**Task objective:** Starting at the line that has "Every instance of the ceiling fan earns" and stopping after the line that has "Target: white wall", write those lines out again with "dining chair" changed to "wooden chair" and nothing else altered.
----------
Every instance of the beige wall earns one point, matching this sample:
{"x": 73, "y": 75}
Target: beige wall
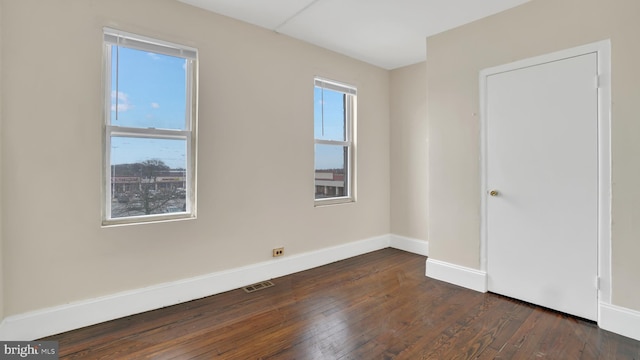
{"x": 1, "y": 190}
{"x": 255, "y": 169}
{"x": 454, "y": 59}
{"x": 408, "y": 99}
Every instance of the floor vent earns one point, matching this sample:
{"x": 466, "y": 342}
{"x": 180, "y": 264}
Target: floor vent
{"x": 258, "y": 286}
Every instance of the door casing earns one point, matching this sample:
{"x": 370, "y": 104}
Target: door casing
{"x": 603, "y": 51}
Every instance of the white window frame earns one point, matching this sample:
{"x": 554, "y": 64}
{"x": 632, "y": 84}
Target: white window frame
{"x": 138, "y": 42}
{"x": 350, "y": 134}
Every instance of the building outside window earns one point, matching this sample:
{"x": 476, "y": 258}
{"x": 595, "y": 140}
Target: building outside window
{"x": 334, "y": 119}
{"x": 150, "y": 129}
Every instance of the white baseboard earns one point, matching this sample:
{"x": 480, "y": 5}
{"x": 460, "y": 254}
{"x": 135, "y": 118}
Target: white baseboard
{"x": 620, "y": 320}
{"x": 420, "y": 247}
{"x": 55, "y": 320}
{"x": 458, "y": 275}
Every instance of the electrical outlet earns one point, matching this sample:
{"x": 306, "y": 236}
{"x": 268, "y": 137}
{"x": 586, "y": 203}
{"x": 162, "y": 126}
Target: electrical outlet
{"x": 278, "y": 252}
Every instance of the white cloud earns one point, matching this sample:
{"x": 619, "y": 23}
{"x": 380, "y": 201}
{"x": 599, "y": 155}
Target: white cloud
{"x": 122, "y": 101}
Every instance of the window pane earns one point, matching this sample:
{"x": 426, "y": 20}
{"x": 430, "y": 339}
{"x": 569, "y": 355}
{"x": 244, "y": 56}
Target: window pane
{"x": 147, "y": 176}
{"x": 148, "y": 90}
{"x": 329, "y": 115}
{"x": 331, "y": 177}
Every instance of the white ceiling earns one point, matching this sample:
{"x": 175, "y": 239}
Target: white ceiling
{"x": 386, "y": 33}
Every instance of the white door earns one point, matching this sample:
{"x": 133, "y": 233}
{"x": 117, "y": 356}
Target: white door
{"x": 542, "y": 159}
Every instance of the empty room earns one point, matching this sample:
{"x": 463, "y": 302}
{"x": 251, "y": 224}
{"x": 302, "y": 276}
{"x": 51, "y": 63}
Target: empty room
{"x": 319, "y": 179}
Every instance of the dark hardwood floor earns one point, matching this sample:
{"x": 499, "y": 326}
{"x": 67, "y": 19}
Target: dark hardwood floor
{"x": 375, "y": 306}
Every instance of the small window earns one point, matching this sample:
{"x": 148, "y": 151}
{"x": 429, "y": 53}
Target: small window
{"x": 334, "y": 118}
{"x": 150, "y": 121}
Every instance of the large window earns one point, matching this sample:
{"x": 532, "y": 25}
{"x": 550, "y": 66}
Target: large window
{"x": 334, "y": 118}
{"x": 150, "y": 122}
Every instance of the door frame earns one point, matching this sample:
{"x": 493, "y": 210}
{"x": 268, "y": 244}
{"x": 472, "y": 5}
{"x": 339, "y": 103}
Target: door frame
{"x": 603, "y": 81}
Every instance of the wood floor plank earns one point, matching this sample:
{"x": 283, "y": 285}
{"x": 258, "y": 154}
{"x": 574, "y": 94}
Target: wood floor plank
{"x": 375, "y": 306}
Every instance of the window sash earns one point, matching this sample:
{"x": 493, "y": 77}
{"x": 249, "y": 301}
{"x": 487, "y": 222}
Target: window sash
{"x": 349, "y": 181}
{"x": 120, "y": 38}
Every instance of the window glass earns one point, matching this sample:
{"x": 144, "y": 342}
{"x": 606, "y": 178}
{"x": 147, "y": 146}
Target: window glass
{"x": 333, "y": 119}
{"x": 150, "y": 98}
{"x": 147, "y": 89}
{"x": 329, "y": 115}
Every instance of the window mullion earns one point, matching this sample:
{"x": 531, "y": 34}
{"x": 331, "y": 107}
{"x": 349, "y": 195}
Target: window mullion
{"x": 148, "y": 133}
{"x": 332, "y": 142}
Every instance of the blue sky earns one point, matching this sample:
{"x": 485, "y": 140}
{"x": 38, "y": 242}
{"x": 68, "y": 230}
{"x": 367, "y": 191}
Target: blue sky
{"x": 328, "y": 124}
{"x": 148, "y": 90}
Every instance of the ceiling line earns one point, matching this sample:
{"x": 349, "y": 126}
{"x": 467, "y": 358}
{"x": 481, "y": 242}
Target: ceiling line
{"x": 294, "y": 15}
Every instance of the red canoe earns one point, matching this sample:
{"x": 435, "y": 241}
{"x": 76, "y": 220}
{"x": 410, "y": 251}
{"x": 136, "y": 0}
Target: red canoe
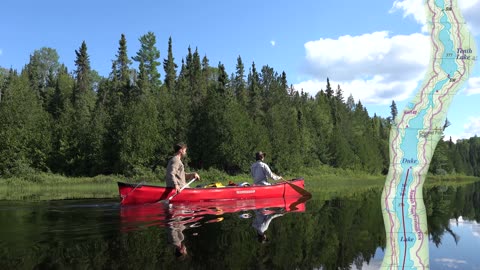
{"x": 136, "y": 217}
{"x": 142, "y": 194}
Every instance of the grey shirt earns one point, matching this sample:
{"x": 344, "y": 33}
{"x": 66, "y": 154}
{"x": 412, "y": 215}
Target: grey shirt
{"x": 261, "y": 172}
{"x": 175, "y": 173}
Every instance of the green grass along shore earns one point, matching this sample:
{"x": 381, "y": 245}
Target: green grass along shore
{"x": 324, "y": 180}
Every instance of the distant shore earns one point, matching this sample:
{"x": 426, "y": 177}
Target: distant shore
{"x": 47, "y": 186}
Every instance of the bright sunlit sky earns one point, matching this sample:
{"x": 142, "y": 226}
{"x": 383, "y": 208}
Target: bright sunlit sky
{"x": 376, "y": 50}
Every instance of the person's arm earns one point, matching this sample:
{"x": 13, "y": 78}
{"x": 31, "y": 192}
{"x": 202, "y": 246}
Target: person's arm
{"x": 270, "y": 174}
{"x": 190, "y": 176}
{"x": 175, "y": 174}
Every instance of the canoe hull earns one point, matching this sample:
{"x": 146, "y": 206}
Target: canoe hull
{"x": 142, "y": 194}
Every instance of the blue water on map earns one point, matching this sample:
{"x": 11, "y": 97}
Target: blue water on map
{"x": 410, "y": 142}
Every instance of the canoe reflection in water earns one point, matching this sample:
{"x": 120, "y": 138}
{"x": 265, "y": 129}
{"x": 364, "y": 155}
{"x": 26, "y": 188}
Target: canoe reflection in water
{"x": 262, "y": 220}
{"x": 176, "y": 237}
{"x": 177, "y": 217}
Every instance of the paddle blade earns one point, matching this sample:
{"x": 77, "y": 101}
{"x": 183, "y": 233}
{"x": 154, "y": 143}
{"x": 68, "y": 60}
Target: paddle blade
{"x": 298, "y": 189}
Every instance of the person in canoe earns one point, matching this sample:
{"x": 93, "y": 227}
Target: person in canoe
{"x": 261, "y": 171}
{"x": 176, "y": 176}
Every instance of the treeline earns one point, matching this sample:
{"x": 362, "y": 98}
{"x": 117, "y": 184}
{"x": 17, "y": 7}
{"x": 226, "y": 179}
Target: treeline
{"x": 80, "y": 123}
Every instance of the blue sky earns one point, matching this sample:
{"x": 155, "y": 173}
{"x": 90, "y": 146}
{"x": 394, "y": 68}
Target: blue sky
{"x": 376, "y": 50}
----------
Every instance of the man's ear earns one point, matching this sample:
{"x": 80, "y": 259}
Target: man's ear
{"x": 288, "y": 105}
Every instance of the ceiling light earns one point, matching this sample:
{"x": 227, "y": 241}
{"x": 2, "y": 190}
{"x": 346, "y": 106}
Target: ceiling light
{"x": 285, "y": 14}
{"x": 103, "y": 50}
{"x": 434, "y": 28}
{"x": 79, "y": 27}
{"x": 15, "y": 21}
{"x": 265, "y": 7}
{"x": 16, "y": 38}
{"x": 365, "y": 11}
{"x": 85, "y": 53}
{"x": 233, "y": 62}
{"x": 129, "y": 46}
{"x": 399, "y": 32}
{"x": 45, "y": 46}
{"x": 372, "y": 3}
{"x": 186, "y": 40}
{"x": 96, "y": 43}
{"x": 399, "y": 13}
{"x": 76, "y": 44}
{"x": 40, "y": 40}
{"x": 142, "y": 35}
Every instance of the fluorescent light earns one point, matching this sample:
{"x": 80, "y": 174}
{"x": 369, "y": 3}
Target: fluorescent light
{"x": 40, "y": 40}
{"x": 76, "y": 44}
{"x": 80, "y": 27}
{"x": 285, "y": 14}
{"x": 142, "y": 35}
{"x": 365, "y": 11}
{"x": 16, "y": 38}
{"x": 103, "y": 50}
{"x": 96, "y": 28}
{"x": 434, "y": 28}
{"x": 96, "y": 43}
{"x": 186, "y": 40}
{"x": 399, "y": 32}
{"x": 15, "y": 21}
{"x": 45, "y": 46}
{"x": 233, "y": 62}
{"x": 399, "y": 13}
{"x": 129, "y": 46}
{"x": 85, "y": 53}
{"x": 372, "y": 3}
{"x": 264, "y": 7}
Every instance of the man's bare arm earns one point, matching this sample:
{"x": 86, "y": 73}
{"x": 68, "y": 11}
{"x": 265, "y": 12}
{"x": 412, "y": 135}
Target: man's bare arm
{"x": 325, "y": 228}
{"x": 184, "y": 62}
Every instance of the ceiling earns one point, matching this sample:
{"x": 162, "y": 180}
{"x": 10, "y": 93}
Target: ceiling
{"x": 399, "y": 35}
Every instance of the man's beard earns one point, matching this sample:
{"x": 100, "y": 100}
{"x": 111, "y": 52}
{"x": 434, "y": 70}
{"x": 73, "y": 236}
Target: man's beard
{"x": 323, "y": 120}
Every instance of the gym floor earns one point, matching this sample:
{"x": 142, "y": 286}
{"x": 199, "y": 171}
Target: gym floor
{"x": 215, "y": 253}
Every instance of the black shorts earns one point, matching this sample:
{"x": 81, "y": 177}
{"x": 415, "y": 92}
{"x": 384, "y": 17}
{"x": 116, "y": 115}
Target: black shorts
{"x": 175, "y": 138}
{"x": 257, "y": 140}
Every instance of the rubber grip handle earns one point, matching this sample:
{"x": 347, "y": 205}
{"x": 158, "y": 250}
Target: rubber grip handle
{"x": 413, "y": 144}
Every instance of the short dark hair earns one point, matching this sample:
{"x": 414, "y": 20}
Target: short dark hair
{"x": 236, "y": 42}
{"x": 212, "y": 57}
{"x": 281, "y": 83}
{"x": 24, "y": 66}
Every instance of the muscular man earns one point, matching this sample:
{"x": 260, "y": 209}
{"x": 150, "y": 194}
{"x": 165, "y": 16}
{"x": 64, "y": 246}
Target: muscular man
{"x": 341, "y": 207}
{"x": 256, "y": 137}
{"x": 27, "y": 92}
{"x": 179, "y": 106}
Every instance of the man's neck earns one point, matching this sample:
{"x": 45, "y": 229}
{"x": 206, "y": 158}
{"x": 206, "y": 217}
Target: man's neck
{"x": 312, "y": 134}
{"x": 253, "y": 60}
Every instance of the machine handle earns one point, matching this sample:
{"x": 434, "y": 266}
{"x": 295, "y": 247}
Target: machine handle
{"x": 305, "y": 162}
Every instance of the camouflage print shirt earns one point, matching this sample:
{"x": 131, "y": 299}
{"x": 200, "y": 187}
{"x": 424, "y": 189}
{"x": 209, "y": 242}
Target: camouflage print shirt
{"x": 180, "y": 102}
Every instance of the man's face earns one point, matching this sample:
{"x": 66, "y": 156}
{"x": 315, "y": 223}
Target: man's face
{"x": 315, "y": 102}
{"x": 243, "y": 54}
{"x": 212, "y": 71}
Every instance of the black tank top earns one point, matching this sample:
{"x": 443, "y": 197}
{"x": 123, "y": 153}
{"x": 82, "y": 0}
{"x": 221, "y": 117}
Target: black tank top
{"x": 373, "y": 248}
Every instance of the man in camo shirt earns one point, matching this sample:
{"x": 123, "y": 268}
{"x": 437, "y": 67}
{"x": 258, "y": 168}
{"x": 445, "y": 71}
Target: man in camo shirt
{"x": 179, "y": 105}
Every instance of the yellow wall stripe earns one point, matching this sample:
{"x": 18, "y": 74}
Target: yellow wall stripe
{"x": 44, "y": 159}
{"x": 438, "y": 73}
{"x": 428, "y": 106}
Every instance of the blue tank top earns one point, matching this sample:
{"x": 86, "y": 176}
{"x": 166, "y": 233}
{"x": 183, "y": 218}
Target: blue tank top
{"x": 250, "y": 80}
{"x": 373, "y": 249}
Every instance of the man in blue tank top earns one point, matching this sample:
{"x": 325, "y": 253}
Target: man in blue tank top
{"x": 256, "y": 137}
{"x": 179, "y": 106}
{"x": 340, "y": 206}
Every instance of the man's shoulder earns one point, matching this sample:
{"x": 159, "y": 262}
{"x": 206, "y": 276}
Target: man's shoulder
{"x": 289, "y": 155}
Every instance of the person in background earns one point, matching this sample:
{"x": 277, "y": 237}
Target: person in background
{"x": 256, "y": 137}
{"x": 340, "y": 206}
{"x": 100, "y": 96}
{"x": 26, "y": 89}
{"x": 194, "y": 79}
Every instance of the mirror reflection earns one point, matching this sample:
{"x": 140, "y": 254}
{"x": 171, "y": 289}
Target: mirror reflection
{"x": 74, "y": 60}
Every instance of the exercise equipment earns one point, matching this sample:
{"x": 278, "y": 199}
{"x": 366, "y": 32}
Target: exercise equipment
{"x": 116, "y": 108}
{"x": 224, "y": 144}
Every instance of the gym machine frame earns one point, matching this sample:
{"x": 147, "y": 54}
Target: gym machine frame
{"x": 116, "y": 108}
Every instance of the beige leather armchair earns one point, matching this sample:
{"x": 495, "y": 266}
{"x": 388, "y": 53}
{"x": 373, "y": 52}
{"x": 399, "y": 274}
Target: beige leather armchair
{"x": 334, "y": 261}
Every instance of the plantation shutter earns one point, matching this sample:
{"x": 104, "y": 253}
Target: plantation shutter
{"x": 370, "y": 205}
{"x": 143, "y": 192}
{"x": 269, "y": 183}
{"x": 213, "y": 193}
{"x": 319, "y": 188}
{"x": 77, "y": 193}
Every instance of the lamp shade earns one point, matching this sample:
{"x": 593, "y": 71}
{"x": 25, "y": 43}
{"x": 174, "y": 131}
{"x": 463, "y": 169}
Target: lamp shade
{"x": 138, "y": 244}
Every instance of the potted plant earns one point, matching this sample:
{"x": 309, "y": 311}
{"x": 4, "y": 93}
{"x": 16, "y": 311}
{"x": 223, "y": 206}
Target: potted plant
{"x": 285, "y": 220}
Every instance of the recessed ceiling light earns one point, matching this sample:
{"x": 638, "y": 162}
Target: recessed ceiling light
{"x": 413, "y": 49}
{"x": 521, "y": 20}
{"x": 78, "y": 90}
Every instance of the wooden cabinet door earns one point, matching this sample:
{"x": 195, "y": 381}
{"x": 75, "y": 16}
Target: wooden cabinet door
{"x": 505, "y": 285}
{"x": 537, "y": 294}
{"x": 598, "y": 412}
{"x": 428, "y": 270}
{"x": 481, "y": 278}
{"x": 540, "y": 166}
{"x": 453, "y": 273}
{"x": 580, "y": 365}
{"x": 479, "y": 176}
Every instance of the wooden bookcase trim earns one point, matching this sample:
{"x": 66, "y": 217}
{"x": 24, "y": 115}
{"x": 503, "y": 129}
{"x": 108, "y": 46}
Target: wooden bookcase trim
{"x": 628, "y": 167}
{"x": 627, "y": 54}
----------
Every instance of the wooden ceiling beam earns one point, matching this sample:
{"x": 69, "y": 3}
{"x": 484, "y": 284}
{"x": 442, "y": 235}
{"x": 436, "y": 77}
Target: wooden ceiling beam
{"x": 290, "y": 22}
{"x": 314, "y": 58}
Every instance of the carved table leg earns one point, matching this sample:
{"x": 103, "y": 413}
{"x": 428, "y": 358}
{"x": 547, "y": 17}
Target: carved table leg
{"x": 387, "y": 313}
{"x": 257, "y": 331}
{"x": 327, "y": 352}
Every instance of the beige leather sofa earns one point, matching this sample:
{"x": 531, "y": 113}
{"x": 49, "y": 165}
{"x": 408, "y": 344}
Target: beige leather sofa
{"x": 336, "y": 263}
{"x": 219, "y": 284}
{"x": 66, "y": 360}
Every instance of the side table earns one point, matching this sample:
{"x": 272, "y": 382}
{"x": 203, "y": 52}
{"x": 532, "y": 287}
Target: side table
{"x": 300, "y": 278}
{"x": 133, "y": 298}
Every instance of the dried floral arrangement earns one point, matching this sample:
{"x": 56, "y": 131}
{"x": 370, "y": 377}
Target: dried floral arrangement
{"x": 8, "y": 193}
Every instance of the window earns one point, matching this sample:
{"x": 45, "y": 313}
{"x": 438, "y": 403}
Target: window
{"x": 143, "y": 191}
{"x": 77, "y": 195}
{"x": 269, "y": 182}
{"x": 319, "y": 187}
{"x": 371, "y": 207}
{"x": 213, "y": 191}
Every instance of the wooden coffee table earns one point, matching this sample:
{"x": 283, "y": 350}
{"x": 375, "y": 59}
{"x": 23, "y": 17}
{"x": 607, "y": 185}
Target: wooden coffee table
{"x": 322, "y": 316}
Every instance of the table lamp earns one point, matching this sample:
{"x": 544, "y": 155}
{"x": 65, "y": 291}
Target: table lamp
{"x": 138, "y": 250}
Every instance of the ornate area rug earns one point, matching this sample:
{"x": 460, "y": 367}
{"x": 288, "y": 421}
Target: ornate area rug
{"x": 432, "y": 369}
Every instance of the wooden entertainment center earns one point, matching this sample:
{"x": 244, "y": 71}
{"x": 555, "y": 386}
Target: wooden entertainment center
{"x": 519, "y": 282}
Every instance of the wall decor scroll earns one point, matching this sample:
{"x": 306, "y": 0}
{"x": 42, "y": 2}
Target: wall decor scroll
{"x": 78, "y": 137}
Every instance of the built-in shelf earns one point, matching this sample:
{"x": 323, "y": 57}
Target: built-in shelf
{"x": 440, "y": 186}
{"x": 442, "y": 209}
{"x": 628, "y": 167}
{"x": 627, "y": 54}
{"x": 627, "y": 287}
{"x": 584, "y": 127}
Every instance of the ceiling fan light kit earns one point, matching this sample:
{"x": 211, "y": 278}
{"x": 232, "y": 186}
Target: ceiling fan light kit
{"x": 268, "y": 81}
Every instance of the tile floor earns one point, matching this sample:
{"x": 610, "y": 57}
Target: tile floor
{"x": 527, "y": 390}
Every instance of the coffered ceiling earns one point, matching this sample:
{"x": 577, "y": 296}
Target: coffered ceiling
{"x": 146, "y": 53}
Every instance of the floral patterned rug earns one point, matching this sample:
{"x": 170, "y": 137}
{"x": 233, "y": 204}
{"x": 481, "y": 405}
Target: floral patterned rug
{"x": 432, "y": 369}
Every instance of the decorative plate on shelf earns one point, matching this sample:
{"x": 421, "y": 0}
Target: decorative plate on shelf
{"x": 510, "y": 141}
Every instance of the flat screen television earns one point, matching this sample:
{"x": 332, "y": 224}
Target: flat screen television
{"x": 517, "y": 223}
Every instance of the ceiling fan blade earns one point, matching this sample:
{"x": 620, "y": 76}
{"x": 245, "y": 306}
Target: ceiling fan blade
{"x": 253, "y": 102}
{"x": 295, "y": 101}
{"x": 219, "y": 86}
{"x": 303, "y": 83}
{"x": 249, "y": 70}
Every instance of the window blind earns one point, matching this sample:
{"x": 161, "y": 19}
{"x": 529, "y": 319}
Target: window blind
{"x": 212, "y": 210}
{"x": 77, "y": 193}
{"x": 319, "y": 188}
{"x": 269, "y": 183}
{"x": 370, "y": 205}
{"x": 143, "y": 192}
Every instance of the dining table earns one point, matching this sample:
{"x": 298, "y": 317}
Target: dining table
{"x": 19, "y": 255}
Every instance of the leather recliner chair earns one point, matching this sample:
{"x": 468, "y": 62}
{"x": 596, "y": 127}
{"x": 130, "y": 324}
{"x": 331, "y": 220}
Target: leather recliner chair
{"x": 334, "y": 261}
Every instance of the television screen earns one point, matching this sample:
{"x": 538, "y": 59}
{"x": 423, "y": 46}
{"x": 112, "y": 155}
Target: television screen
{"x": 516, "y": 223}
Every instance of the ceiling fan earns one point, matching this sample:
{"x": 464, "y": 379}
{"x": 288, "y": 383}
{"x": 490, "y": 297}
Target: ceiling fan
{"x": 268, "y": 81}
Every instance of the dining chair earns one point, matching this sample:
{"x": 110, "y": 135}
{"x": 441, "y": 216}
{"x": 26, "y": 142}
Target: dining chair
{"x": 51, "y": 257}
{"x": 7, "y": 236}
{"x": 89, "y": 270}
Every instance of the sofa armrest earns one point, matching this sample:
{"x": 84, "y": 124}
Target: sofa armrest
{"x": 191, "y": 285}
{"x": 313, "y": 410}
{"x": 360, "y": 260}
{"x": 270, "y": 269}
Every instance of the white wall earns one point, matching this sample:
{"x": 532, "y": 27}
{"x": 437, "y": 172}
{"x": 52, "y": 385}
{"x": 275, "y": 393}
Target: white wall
----------
**Expected answer:**
Every instance of the ceiling fan earns one point, matching this sample:
{"x": 464, "y": 379}
{"x": 288, "y": 383}
{"x": 490, "y": 297}
Target: ceiling fan
{"x": 268, "y": 81}
Every instance of the wooden chair earns one point, matching this sample:
{"x": 110, "y": 135}
{"x": 441, "y": 216}
{"x": 26, "y": 142}
Target: wooden chair
{"x": 51, "y": 257}
{"x": 7, "y": 236}
{"x": 89, "y": 270}
Every instance of the sofa armrest earns one point, matching this sample:
{"x": 84, "y": 124}
Target: sofa armrest
{"x": 191, "y": 285}
{"x": 313, "y": 410}
{"x": 360, "y": 260}
{"x": 270, "y": 269}
Every instance of the white wall earns one point, matching this sample:
{"x": 532, "y": 27}
{"x": 437, "y": 172}
{"x": 52, "y": 385}
{"x": 275, "y": 393}
Target: white wall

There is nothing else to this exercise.